* _YOUR INSTRUCTIONS_:
Extend the news report on worker strikes in Egypt and Nigeria, picking up after its final sentence.

Egyptian garment workers on strike
Workers at the Mansoura-Espana Garments Company in Talkha are on strike. According to Arabawy/infoshop.org, June 24, central security forces and trucks surrounded the factory and water cannon were used on the strikers. State security threatened strikers with arrest and Ministry of Labour officials pressured them to suspend the strike.
The action followed the barring of Adel Hassaballah, deputy head of the Factory Union Committee, from entering the factory compound. Hassaballah had been fired earlier by United Bank (the majority shareholder) for allowing journalists into the factory to speak to the workers.
The strike comes after a week of unrest at the company. On June 15, 250 workers at the Mansoura-Espana Garments Company in Talkha staged a sit-in at the gates of the factory following the sacking of trade unionist Mohssen el-Shae’r and management’s refusal to abide by the agreement brokered after a two-month-long factory occupation in 2007.
El-Sha’er was sacked on charges of “talking to the press.” He had talked to various journalists about the plight of workers at the factory and the general attack on working conditions.
On June 19, Essam Zahran, director of legal affairs at the company, filed a complaint against four workers at the factory, accusing them of “agitating for industrial action.” The United Bank issued a sacking decree against the four workers.
According to Arabawy/infoshop.org, management will punish the security guard at the company gate by deducting 10 days from his salary. He is charged with “allowing journalists into the factory” and refusing to testify against a colleague accused of letting workers out after management tried locking them inside the factory.
Workers fear that the factory will be sold and they will lose their claims and see their wages cut. The suspicion is that management is not bringing in any more production orders with the aim of liquidating the business. The workforce has been cut from 1,200 in 2006 to 250 today. The average monthly salary ranges from 150 to 200 Egyptian pounds (US$28 to US$37).
Strike shuts down Chevron offices in Nigeria
Administrative workers employed by Chevron in Nigeria went on strike on June 23, bringing the company’s offices to a standstill.

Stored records
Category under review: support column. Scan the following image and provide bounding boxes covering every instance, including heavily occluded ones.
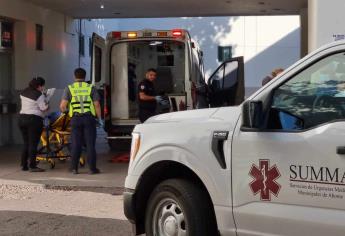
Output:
[300,8,308,58]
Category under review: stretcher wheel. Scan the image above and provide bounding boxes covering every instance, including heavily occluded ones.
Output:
[48,159,55,169]
[79,157,85,167]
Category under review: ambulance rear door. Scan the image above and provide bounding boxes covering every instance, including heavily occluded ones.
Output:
[90,33,108,118]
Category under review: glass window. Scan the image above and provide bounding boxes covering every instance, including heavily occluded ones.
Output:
[209,66,224,92]
[267,53,345,130]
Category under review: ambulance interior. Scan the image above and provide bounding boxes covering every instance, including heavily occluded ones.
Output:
[111,40,186,123]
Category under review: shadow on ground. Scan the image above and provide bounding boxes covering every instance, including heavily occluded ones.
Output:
[0,131,129,195]
[0,211,132,236]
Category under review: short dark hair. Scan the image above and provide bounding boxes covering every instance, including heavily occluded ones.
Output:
[146,68,157,73]
[29,77,46,89]
[74,68,86,80]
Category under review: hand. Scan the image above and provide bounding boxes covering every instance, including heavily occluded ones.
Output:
[97,119,104,128]
[159,99,170,106]
[155,96,163,103]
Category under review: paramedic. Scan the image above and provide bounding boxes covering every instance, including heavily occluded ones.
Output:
[60,68,103,174]
[18,77,48,172]
[138,68,163,123]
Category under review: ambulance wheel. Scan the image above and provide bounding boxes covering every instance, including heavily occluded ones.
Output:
[145,179,219,236]
[108,139,131,151]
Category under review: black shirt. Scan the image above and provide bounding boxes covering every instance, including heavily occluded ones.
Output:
[138,79,156,111]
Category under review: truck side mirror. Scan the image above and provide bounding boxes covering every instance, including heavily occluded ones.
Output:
[241,101,263,130]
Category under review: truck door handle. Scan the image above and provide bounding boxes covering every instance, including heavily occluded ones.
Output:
[212,131,229,169]
[337,146,345,155]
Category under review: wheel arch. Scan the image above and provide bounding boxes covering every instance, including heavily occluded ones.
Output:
[135,160,217,234]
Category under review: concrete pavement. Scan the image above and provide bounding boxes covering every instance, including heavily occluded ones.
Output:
[0,134,131,236]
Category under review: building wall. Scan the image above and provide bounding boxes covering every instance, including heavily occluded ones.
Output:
[0,0,104,145]
[104,16,301,93]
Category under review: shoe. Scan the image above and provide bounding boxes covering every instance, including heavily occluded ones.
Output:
[89,168,101,175]
[30,167,45,172]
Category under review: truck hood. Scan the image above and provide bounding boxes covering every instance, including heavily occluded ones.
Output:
[145,106,240,124]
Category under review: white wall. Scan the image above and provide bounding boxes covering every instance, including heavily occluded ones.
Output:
[0,0,104,143]
[308,0,345,51]
[104,16,301,92]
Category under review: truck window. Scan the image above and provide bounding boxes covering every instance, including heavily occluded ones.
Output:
[267,53,345,130]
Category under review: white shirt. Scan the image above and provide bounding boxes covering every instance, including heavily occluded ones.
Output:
[19,94,48,118]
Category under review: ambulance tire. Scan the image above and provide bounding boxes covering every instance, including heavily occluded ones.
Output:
[145,179,219,236]
[108,139,131,151]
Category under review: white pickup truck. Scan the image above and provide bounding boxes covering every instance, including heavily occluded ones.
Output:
[124,42,345,236]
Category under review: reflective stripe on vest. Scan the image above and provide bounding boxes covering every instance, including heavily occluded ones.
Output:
[68,82,96,117]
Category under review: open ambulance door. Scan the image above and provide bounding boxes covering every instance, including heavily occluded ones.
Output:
[90,33,108,119]
[207,57,245,107]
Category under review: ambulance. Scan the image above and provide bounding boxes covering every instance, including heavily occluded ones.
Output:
[124,41,345,236]
[91,29,244,148]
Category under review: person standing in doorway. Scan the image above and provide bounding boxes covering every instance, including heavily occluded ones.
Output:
[60,68,103,174]
[18,77,48,172]
[138,68,163,123]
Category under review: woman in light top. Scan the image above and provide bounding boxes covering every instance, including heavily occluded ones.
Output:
[19,77,48,172]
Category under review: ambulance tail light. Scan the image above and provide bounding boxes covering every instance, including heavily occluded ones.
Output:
[127,32,138,39]
[157,32,168,37]
[103,85,109,118]
[172,29,183,38]
[112,32,121,39]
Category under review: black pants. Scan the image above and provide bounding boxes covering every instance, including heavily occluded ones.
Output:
[71,115,97,171]
[18,114,43,168]
[139,108,156,123]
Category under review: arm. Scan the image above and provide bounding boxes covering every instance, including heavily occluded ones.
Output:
[139,92,156,101]
[37,95,49,112]
[93,101,102,119]
[60,99,68,112]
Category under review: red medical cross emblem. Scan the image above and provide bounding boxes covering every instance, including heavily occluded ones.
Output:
[249,160,281,201]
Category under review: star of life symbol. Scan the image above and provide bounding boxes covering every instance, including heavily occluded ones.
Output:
[249,159,281,201]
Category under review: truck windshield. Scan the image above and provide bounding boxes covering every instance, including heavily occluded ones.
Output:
[111,40,186,119]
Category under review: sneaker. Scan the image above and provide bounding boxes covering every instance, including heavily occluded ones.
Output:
[89,168,101,175]
[30,167,45,172]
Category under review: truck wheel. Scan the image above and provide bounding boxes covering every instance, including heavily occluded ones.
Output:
[145,179,218,236]
[108,139,131,151]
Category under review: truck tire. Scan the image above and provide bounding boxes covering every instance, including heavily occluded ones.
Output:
[145,179,218,236]
[108,139,131,151]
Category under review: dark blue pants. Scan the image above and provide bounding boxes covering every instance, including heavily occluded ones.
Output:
[18,114,43,168]
[71,115,97,171]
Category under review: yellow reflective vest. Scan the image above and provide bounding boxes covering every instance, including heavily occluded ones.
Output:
[68,82,96,117]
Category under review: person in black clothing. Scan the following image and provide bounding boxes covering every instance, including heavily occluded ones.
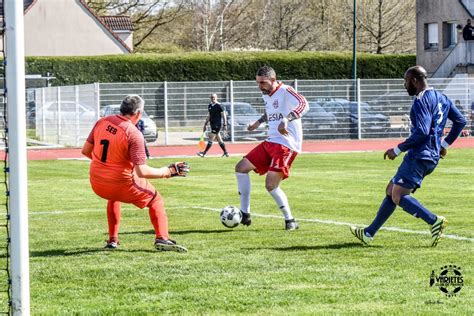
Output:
[135,119,150,158]
[462,19,474,41]
[197,94,229,157]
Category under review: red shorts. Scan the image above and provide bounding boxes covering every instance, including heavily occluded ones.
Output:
[91,176,161,208]
[245,141,298,179]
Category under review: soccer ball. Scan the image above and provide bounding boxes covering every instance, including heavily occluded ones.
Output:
[220,205,242,228]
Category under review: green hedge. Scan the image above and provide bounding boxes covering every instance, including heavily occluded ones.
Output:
[26,52,416,85]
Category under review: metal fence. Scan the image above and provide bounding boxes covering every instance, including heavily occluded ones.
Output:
[27,76,474,146]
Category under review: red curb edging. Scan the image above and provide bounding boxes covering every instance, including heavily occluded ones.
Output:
[28,137,474,160]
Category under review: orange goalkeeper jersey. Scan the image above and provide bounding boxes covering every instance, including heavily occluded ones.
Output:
[87,115,146,185]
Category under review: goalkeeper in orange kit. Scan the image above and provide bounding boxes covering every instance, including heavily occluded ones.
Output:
[82,95,189,252]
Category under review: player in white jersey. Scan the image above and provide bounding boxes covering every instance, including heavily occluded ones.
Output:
[235,66,309,230]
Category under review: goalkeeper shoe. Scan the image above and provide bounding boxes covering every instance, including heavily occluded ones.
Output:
[104,238,120,249]
[240,212,252,226]
[431,216,448,247]
[155,238,188,252]
[350,226,374,245]
[285,218,300,230]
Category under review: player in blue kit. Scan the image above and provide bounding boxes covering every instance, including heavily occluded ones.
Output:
[351,66,466,247]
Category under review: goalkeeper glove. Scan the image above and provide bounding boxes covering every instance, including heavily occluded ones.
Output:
[168,161,189,177]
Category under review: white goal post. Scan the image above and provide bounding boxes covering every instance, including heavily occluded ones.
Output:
[3,0,30,315]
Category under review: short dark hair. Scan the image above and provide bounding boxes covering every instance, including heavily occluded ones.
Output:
[120,94,145,115]
[406,65,428,79]
[257,66,276,78]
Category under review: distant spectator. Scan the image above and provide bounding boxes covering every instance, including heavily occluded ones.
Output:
[462,19,474,41]
[135,119,150,158]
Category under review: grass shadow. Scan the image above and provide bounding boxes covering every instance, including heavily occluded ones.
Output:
[30,248,159,258]
[242,242,381,251]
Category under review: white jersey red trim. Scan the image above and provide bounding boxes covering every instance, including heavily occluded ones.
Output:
[263,82,309,153]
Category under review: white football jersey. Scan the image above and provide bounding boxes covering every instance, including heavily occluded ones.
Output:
[263,82,309,152]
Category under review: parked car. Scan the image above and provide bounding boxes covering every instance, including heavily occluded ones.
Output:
[39,101,97,126]
[30,100,98,146]
[221,102,267,140]
[100,104,158,142]
[322,101,390,138]
[301,101,337,139]
[367,91,413,116]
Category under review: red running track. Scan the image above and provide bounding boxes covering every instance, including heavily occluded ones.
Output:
[28,137,474,160]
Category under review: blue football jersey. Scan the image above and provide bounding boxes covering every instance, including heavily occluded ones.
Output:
[398,88,466,162]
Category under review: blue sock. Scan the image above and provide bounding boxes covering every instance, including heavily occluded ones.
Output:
[399,194,437,225]
[364,195,397,237]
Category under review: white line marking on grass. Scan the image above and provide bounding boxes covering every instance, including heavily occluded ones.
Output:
[186,206,474,242]
[8,205,474,242]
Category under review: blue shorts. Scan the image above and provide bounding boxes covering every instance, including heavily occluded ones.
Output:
[392,155,437,190]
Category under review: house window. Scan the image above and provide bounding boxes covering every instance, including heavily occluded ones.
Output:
[425,23,438,49]
[443,22,458,48]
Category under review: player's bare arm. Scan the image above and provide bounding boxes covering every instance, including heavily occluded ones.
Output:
[278,111,300,135]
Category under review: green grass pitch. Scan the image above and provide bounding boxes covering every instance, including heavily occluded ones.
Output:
[0,149,474,315]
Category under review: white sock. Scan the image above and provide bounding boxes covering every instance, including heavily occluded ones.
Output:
[270,187,293,220]
[235,172,252,213]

* _EXERCISE OUTPUT_:
The strikers are members of the Petroleum and Natural Gas Senior Staff Association of Nigeria (Pengassan) and Nigerian Union of Petroleum and Natural Gas Association (NUPENG). They complain that the Nigerian staff members do not get fair treatment, especially when compared to expatriate employees. Some Nigerians have been working on a casual basis for the last 15 years without being given the rights of permanent employees.
Nigerian hospital workers strike over arrears
Members of the medical staff at Uselu Psychiatric Hospital in Uselu-Benin, Nigeria, are taking strike action from June 24 to demand payment of arrears from a negotiated salary structure. The strikers are angry that only half of the money due to them under the scheme has been paid so far.
The National Association of Nigeria Nurses and Midwives (NANNM), Uselu Psychiatric Hospital branch, alleged that the Medical Director/CEO, Dr. Ihenyen, was distorting the truth when he claimed the government had not released money to the hospital for the payment of the 50 percent arrears, as other federal health institutions had.
Namibian diamond workers on unofficial strike
About 200 workers at Lev Leviev Diamonds (LLD), a diamond-cutting company in Namibia, have said they will stay out on strike even though the company has obtained a court order stating that the workers must stay 400 meters from the plant and not contact the remaining workforce.
The strike has continued for a week and is over a range of grievances. Workers claim there is a hostile working environment and are demanding the sacking of the general manager. Their union opposes the strike and has been negotiating with management in an attempt to settle the dispute.
LLD is one of 11 firms registered with the Namibia Diamond Trading Company, a joint venture between the Namibian government and De Beers.